What is needed: Would you set down the complete data below, exactly as shown?

Records shown:
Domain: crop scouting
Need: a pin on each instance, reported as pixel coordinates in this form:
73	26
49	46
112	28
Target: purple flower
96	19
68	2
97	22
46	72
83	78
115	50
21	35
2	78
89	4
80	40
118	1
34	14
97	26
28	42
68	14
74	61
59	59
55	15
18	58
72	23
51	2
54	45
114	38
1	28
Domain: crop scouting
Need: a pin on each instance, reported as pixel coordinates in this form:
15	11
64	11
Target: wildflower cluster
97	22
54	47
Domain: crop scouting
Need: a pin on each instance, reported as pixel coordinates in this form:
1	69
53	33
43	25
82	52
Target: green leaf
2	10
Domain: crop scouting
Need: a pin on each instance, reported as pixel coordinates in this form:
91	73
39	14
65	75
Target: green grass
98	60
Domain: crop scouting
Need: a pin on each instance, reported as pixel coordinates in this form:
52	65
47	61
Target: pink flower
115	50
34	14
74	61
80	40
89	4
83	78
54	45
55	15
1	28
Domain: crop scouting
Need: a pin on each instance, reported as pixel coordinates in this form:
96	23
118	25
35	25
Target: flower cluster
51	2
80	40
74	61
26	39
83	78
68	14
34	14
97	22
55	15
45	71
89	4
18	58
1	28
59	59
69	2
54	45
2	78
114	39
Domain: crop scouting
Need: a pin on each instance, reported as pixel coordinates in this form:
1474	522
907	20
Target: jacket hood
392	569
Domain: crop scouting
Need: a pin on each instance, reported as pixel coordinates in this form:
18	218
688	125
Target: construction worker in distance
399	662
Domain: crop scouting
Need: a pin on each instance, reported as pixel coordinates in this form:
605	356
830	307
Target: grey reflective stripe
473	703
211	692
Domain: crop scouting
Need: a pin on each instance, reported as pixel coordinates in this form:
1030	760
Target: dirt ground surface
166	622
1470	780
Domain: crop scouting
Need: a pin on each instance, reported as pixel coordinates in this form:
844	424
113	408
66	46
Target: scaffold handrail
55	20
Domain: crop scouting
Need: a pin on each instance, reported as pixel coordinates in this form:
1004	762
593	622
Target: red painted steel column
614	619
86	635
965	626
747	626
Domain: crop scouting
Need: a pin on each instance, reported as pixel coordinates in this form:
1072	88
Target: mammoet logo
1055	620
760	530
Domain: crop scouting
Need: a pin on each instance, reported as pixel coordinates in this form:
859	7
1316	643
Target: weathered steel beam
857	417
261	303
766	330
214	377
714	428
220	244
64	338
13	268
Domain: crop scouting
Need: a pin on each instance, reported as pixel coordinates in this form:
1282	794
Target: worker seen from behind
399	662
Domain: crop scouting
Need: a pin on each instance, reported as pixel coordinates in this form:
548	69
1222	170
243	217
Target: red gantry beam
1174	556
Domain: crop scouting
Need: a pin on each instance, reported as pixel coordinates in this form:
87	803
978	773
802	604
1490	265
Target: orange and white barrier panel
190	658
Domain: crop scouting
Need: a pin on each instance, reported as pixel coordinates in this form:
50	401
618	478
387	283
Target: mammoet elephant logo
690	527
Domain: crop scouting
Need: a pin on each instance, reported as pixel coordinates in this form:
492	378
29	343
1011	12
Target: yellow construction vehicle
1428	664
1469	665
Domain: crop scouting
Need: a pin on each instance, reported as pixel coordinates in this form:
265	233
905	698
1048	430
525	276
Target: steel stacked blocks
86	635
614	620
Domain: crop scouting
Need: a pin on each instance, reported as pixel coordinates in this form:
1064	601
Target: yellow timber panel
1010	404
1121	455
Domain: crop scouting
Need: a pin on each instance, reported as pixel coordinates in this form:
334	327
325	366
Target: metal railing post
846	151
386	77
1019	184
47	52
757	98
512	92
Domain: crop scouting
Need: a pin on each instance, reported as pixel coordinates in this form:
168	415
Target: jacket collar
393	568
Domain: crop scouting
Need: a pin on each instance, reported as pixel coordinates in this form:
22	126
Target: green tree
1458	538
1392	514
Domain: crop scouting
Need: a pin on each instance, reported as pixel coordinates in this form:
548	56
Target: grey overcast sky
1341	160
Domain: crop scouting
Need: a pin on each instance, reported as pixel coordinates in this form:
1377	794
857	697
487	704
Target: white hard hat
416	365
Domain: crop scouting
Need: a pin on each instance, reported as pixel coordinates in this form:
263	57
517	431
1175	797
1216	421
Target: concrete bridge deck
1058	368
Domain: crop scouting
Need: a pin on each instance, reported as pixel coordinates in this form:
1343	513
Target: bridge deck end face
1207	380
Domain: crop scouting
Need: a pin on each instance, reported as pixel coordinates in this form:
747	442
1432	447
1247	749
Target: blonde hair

Solution:
Domain: crop scouting
Need: a pin on each instance, reported as pixel coordinates in this form:
73	26
49	46
112	28
Target: purple flower
96	19
68	2
97	22
46	72
83	78
115	50
21	35
2	78
89	4
80	40
118	1
34	14
97	26
28	42
68	14
74	61
59	59
55	15
18	58
72	23
51	2
54	45
114	38
1	28
Domain: crop scouting
Need: a pin on each instance, reported as pixel coordinates in this form:
15	11
64	11
Target: wildflower cluster
97	22
54	47
Domain: crop scouting
Need: a pin on each instance, reported as pixel coordinates in this form:
1	69
53	33
43	25
82	52
Target: green leaf
2	10
Domain: crop scouting
Need: a pin on each instance, reported as pixel coordinates in this form:
91	73
39	14
65	75
Target: green grass
98	60
Domain: crop scouting
Need: a pin on each instance, reported as pixel coordinates in this form:
52	65
47	61
Target: pink flower
115	50
34	14
74	61
80	40
89	4
83	78
54	45
55	15
1	28
Domain: crop scouting
Need: a pin on each instance, reported as pixel coordinates in this form:
96	23
118	25
35	25
Target: flower cluster
51	2
80	40
74	61
26	39
83	78
68	14
34	14
97	22
55	15
45	71
89	4
18	58
1	28
59	59
69	2
54	45
2	78
114	39
Domain: crop scouting
Need: a pin on each instance, reported as pixel coordinates in this form:
1474	522
907	20
Target: jacket hood
392	569
Domain: crop scouting
Need: a pin on each instance, reported as pixel coordinates in this form:
18	218
688	125
Target: construction worker in distance
399	662
Domain: crop scouting
Need: a pin on each instance, reported as pixel coordinates in this form:
605	356
830	307
Target: grey reflective stripe
473	703
211	692
Domain: crop scouting
Need: a pin on each instance, reported as pixel coordinates in this form:
1030	760
Target: dirt ground surface
166	622
1470	780
Domain: crop scouting
Need: a pin on each instance, reported as pixel coordinates in this form:
844	424
113	408
66	46
Target: scaffold handrail
55	20
Domain: crop scouting
Need: a pin on each instance, reported as pixel coordinates in this form:
1004	762
593	622
Target: red painted steel column
614	619
86	635
965	626
747	626
Domain: crop scouting
Need: a pin on each instance, reported as pixel coordinates in this form:
1072	88
Target: mammoet logo
1055	620
760	530
Domain: crop scouting
Need: a pin on each instance, reported as pixel coordinates in this form:
859	7
1316	643
Target: weathered steel beam
857	417
261	303
766	330
214	377
714	428
220	244
64	338
13	268
Domain: crop scouting
Need: a pin on each instance, reported as pixel coordinates in this form:
1282	794
Target: worker seen from behind
399	662
Domain: crop scouting
Need: a pin on each instance, reported as pixel coordinates in this form:
548	69
1222	170
243	217
Target: red gantry beam
1174	556
Domain: crop scouting
Need: a pin on each instance, reported as pixel coordinates in this form:
87	803
978	773
802	604
1490	265
Target: orange and white barrier panel
190	658
Domain: crop scouting
Need: a pin on each instance, reported as pixel coordinates in this form:
50	401
618	478
387	283
Target: mammoet elephant logo
690	527
Domain: crop scouting
Need: a pin on each instance, reported as pixel coordinates in this form:
492	378
29	343
1011	12
Target: yellow construction vehicle
1428	664
1469	665
Domain: crop scouting
Need: a pin on each instance, reported as pixel coordinates in this form:
265	233
905	698
1048	430
525	276
Target: steel stacked blocks
86	635
614	620
Domain: crop scouting
Need: a pin on each instance, reported as pixel coordinates in this form:
1064	601
Target: yellow timber panel
1010	404
1121	455
Domain: crop scouting
Need: a pin on each instance, reported as pixel coordinates in this form:
334	327
325	366
Target: metal railing post
846	151
386	77
1019	184
47	52
757	98
512	92
Domain: crop scouting
Need: a pin on each instance, reported as pixel coordinates in this form:
168	415
Target: jacket collar
393	568
Domain: crop scouting
Need: a pin on each instance, reported as pixel coordinates in this form:
22	126
Target: green tree
1458	538
1392	514
Domain: crop scouting
Need: a pin on each instance, reported as pixel coordinates in this form:
548	56
Target: grey overcast sky
1341	160
Domain: crop scouting
Need: a pin on each instance, reported as pixel coordinates in this form:
1377	794
857	697
487	704
Target: white hard hat
416	365
Domain: crop scouting
Need: a pin on each instance, reported as pixel coordinates in this form:
263	57
517	431
1175	797
1216	421
Target: concrete bridge deck
1058	368
Domain: crop scouting
Need: a pin on each instance, reported as pixel coordinates in this form:
1343	513
Target: bridge deck end face
1207	380
Domain: crop scouting
Need: a pin on each instance, reported as pixel coordinates in this form:
747	442
1432	447
1247	749
Target: blonde hair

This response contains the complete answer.